__PROBLEM TO SOLVE__: Put the items from the line containing "Task: Tag the striped" through the end of the items, inclusive, into a two-column CSV with the columns task and points. Use one row per item, with its text and its answer each in a single quoted field and line breaks replaced by spaces, and leave the pictures out.

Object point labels
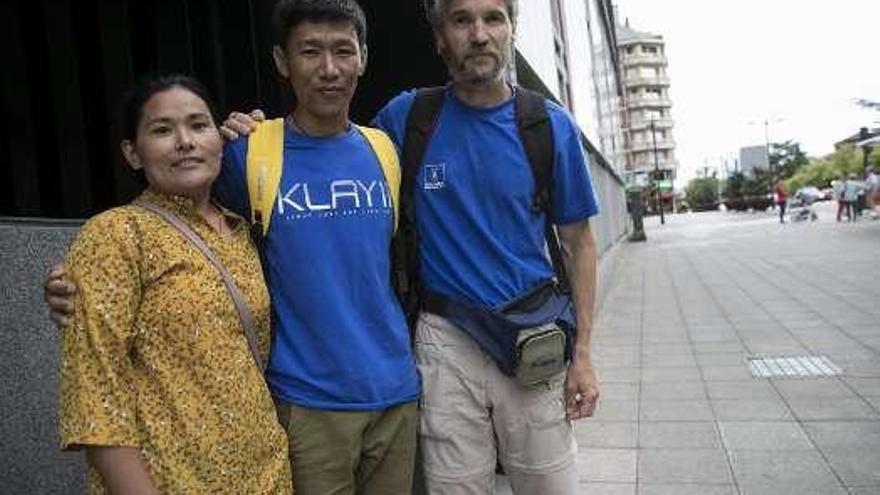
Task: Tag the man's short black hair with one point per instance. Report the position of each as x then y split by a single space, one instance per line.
290 13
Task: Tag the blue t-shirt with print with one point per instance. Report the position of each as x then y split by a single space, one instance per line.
480 241
341 341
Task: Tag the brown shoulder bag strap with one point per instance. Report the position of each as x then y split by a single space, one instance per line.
244 313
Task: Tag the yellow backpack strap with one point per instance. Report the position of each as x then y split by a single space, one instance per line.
385 151
264 160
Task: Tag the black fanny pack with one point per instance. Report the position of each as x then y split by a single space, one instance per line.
529 337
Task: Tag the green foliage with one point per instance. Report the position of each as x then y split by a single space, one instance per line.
787 158
742 192
820 172
702 193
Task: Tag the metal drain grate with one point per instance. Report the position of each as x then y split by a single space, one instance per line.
793 367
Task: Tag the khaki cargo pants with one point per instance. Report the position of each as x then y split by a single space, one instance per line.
472 414
351 452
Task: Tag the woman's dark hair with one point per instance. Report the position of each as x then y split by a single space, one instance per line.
290 13
137 97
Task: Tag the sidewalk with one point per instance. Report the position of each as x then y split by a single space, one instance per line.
681 412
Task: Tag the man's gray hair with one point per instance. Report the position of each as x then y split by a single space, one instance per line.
434 10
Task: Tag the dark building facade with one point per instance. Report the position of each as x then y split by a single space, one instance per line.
69 63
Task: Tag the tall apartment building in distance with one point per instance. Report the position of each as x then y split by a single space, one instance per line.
648 124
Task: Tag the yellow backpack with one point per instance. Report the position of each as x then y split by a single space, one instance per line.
265 157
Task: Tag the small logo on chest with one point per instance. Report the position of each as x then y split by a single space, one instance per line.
435 176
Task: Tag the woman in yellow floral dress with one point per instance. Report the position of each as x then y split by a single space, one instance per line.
157 381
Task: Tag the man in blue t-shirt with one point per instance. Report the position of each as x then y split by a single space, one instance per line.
481 244
341 368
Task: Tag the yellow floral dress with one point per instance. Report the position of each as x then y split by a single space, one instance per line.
155 357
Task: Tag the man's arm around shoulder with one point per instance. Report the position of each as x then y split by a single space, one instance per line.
581 382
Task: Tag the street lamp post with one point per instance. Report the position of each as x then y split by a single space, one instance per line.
656 174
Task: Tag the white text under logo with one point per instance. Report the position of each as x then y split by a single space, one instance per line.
339 197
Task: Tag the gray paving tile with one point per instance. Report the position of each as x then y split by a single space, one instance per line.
784 489
615 375
663 466
750 410
607 465
664 348
794 471
617 410
588 488
725 373
620 391
830 409
863 435
813 388
864 386
678 435
865 490
606 434
705 359
741 389
856 467
687 490
678 374
764 436
675 410
672 390
669 360
719 347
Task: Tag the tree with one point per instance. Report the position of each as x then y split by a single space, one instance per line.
702 193
787 158
820 172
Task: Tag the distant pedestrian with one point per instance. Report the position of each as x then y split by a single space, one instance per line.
781 198
851 190
872 185
838 186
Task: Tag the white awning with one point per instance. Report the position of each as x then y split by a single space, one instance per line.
874 141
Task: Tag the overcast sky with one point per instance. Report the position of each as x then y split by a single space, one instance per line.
798 64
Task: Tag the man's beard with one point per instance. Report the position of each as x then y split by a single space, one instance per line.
475 76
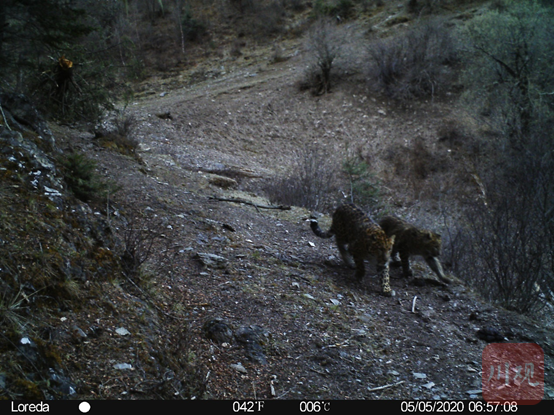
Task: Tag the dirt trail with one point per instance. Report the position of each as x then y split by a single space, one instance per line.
325 336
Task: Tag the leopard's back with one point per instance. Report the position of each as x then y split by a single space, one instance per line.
365 238
409 238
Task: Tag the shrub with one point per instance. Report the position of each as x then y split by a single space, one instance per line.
81 178
325 43
509 236
509 72
312 182
341 9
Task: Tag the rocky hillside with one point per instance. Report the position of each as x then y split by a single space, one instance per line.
173 276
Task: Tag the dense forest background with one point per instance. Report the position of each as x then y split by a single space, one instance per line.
77 60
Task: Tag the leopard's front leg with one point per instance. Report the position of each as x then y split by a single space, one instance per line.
383 271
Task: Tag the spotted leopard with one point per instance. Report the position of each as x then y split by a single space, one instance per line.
410 240
358 238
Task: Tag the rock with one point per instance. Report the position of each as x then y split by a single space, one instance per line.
238 367
490 335
218 330
253 338
122 331
123 366
222 181
212 260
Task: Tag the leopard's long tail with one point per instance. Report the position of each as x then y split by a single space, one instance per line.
318 231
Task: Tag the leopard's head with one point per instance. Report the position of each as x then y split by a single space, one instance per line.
430 243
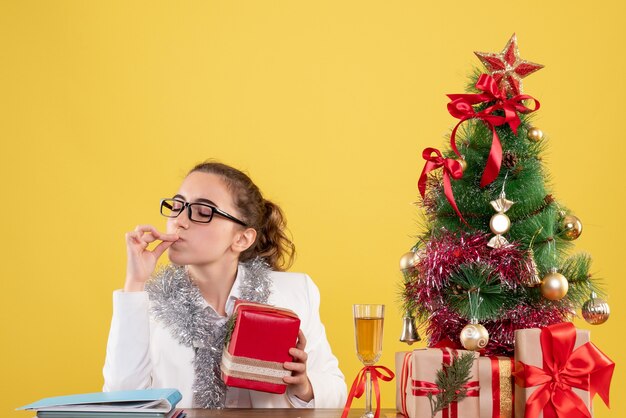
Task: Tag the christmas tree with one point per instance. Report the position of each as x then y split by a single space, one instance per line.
494 254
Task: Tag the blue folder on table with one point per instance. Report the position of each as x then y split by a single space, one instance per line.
129 403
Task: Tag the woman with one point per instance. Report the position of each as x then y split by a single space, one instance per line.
224 242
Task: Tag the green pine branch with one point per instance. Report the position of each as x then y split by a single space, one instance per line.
451 383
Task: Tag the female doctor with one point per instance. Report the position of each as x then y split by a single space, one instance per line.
225 242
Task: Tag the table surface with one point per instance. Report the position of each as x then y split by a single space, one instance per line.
283 413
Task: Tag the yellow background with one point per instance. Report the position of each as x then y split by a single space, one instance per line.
327 104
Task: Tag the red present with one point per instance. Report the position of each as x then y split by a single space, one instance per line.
416 380
259 345
558 371
496 386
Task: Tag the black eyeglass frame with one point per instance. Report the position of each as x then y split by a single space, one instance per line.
188 205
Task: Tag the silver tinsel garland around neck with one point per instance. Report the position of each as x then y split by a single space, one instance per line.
176 302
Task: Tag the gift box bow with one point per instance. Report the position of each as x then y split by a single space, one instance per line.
586 368
259 307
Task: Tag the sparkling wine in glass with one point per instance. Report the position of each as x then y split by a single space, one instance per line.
368 333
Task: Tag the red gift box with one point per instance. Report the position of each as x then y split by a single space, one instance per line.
259 345
416 377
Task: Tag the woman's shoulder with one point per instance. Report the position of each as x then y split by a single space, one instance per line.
290 288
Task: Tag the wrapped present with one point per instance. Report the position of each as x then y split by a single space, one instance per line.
558 371
418 374
403 375
496 386
258 347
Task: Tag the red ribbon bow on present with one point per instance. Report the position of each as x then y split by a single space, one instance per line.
358 387
451 168
461 107
586 368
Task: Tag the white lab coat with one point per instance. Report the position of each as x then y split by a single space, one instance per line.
142 353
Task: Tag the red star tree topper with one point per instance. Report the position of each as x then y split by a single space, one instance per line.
507 68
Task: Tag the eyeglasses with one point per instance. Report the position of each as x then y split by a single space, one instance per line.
197 212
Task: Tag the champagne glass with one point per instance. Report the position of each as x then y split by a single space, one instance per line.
368 333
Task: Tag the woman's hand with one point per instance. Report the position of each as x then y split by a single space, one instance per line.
299 384
140 261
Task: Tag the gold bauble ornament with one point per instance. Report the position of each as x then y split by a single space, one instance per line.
463 163
571 227
474 337
554 286
406 261
534 134
499 223
596 310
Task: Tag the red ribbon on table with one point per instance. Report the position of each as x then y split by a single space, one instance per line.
585 368
358 386
407 373
451 168
423 388
461 107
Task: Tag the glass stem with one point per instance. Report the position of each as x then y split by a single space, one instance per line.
368 393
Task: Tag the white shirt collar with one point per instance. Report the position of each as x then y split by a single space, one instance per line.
235 293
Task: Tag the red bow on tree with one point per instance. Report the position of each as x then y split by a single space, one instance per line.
564 368
461 107
451 168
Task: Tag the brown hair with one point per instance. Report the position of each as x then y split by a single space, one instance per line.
265 217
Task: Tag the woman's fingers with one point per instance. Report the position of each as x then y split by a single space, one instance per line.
298 355
159 249
301 341
299 368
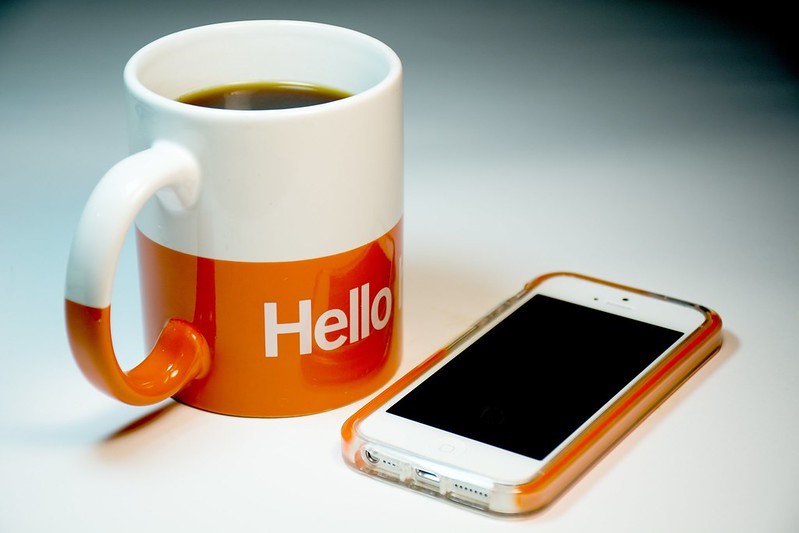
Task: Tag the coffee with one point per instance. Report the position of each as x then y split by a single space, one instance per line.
263 95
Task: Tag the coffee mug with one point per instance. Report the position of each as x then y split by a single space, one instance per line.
269 240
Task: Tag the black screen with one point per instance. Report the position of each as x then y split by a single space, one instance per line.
538 375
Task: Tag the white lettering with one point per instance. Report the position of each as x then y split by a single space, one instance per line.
322 328
272 329
364 315
377 321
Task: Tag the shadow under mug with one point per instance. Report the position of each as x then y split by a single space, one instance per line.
269 241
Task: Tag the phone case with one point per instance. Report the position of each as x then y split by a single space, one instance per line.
574 459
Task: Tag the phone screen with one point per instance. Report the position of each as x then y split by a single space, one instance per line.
536 376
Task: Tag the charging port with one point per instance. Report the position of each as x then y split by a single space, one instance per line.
428 476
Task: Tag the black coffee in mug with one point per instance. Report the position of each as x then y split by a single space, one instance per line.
263 95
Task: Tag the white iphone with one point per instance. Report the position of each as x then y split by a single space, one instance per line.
505 418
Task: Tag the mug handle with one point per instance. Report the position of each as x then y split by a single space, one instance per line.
181 353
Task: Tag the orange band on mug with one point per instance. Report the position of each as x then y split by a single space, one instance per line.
286 338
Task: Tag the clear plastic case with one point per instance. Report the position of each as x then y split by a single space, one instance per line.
460 486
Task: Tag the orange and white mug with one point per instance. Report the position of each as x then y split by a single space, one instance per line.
269 241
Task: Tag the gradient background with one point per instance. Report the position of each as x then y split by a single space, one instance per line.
654 144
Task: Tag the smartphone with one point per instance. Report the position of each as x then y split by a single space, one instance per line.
510 414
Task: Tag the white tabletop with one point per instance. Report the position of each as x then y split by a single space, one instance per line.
646 145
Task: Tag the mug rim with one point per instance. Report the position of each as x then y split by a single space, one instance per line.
139 90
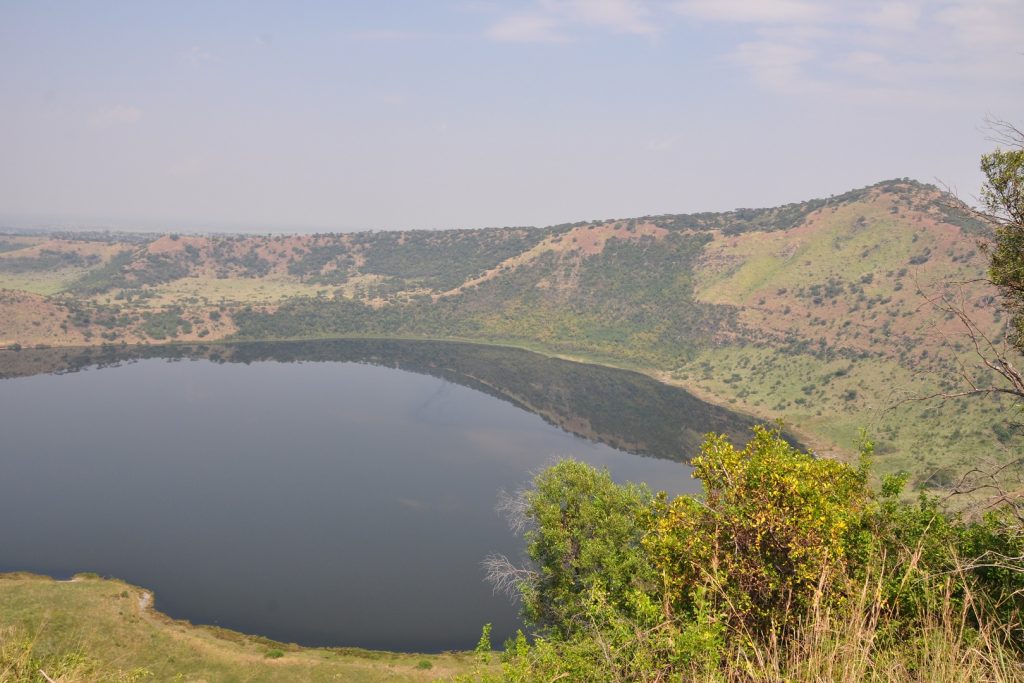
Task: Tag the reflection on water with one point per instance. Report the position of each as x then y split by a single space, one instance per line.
625 410
334 493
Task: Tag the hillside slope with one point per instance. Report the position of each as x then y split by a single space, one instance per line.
815 312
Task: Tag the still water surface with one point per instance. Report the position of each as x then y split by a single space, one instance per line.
342 502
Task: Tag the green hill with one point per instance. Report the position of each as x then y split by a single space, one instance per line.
815 312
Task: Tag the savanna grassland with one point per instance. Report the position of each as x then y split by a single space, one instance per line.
816 313
98 630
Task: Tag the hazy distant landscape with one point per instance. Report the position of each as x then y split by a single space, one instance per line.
816 313
534 341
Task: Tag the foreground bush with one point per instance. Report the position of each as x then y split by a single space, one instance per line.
788 567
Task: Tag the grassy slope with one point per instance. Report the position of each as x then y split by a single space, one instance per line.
113 626
812 313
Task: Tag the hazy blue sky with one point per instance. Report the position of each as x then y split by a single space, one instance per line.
381 114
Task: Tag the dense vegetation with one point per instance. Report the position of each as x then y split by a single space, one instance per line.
788 567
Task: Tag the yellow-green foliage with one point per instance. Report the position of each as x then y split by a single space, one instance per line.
774 524
790 568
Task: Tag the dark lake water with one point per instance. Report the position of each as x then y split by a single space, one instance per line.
320 493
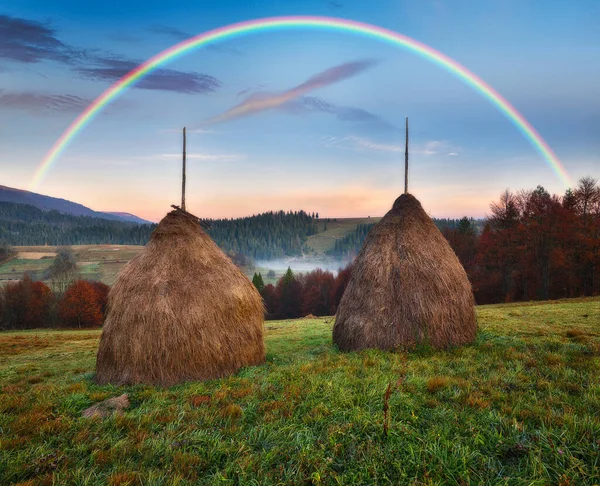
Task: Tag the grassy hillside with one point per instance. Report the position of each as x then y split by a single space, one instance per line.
519 406
325 239
95 262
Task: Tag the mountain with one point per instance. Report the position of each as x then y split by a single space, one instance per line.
48 203
130 218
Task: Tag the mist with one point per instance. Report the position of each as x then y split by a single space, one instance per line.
302 265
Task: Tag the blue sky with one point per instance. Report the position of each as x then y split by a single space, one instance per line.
56 57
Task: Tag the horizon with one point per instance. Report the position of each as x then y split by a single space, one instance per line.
297 119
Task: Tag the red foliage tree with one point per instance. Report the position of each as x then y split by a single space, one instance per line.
102 292
269 295
289 296
339 286
27 305
80 306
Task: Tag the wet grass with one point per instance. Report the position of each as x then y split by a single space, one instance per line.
519 406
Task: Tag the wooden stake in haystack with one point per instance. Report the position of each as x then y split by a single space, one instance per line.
406 161
183 176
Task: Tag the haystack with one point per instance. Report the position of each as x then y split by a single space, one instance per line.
180 311
407 287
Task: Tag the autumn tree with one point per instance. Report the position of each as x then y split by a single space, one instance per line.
80 306
258 282
102 292
5 251
463 240
339 286
587 206
289 296
27 305
270 298
317 292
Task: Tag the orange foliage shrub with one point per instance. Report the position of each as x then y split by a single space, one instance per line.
80 306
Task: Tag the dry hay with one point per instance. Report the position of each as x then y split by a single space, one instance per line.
407 287
103 409
180 311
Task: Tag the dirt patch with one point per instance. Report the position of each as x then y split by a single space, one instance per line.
108 407
33 255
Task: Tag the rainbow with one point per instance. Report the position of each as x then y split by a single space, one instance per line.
277 23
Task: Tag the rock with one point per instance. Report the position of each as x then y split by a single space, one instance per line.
108 407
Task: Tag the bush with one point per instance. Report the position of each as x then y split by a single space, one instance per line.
80 306
26 305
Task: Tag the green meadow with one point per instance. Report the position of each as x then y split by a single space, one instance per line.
520 406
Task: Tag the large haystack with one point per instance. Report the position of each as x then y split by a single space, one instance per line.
180 311
407 287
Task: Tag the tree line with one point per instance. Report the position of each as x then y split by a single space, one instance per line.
535 245
316 293
23 225
266 236
262 237
347 247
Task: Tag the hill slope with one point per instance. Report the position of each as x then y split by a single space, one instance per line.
48 203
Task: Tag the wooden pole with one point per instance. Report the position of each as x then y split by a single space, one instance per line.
406 160
183 177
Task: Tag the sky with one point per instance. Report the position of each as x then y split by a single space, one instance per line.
297 118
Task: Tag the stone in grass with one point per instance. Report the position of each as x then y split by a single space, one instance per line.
108 407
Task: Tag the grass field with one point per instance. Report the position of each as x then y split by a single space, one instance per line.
520 406
95 262
103 262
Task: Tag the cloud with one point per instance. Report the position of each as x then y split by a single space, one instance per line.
358 143
342 113
351 142
207 157
258 102
28 41
40 102
173 32
180 35
202 131
113 69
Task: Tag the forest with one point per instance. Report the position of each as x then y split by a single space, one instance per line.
533 246
262 237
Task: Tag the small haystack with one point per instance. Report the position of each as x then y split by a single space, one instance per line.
180 311
407 287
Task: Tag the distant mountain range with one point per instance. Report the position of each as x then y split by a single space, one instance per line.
48 203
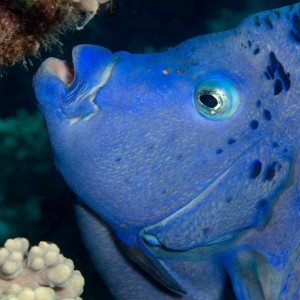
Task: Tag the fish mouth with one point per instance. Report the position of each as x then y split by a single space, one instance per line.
62 70
73 88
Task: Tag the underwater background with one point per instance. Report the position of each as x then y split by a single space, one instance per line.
35 202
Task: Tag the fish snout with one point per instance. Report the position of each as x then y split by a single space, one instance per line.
72 89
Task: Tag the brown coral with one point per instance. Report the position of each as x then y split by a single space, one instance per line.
27 24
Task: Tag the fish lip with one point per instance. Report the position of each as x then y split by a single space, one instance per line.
62 70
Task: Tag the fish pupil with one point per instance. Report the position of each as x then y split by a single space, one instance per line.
209 101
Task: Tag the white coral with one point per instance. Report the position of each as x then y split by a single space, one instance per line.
42 273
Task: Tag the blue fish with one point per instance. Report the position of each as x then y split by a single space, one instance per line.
186 162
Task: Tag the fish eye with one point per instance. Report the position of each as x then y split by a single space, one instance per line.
216 99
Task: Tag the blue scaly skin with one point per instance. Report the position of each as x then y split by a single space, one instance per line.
186 161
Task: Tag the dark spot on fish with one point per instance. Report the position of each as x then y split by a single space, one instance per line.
267 75
285 77
270 72
270 172
128 181
254 124
277 87
275 70
273 61
231 141
219 151
295 36
228 200
296 23
256 51
256 21
277 13
261 203
269 22
267 115
152 147
205 230
180 157
255 169
258 103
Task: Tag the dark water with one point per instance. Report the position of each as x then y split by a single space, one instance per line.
34 200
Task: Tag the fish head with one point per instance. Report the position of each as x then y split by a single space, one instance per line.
184 148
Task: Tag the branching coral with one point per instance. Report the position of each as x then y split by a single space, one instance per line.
25 25
41 273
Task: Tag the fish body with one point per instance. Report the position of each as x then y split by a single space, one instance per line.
186 161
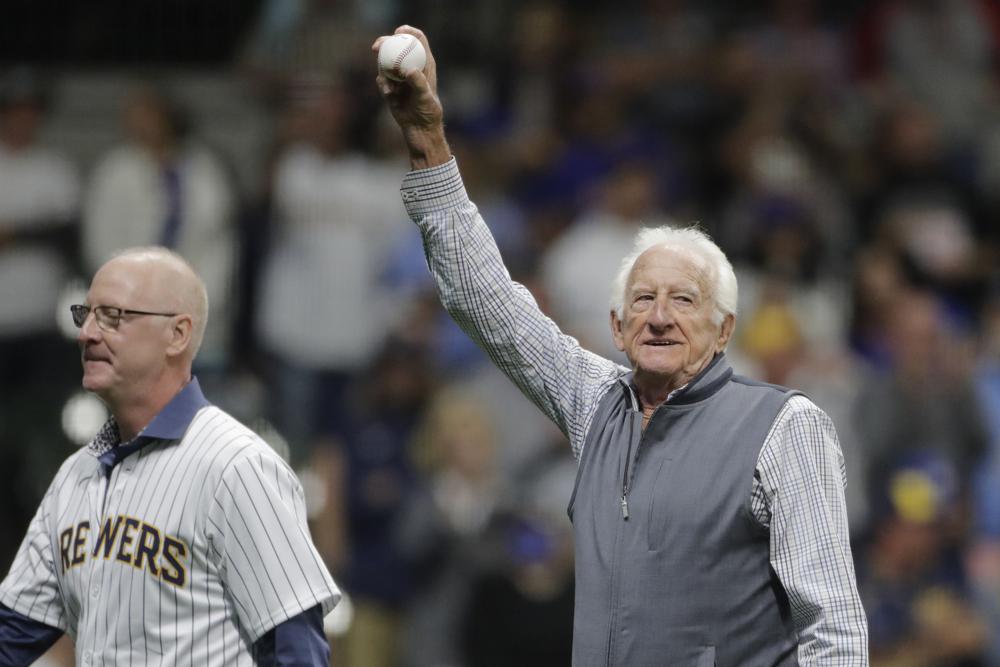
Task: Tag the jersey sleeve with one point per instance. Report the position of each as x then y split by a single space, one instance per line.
31 588
262 546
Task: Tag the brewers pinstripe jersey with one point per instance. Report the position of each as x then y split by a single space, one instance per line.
182 547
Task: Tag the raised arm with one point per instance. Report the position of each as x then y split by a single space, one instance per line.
561 378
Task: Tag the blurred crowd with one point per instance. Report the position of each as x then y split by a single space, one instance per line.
845 156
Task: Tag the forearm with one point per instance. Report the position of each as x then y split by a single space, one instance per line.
802 471
427 147
561 378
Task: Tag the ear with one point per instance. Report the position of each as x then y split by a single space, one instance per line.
180 335
725 332
616 331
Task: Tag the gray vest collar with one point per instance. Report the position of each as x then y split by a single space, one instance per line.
710 380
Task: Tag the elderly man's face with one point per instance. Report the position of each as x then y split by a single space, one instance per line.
121 363
667 329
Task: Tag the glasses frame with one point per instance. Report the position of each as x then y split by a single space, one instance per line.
81 312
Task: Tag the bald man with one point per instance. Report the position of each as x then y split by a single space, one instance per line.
177 535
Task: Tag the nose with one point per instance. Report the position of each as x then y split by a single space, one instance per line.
660 316
89 330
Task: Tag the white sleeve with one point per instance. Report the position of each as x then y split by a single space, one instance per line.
802 478
31 588
261 543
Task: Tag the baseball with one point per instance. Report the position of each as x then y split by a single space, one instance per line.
399 54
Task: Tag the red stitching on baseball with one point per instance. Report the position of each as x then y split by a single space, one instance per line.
402 54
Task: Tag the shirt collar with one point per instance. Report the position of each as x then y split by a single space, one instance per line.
170 424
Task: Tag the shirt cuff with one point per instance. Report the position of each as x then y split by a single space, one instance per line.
433 189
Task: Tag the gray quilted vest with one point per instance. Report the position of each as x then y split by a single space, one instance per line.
671 567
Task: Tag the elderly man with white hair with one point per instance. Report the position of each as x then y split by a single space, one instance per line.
709 516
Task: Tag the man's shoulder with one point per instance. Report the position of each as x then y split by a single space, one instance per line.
230 440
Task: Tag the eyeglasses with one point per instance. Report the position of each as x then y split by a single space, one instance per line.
108 317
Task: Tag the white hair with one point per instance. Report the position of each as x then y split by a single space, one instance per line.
194 299
693 241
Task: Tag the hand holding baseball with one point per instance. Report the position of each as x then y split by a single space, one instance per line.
412 97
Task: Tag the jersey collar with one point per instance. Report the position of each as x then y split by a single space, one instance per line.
169 424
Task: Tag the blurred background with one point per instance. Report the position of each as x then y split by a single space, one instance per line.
846 155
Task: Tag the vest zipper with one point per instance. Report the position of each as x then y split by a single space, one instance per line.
628 457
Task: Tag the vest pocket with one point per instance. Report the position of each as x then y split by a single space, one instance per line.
707 657
657 517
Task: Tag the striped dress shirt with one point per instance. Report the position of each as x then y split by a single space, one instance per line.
798 487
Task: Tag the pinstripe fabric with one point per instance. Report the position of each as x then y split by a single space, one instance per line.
798 488
205 549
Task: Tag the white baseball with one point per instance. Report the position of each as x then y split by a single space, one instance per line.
399 54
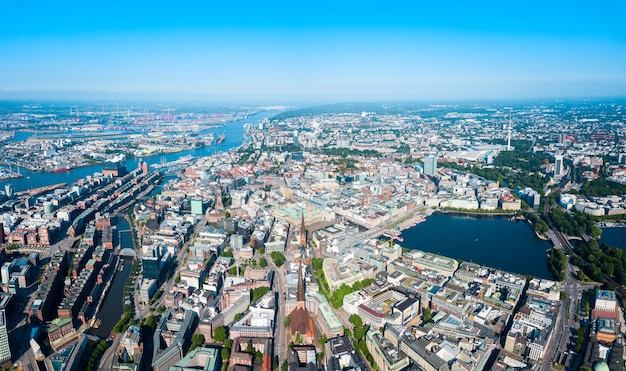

__FINISHED EXERCISE__:
task,points
"Task: Tag the striped dress shirt with one point per instance. Report the position of each as x then y split by a single space, one instance per line.","798 487"
"Task: Tag the pinstripe fabric with one point per instance. Report the position of each as x then y split by a single space, one instance per line.","798 488 205 549"
"Task: Tag the white baseball with one point per instance. Report the position of each as x then y split by a single space, one instance per line.","399 54"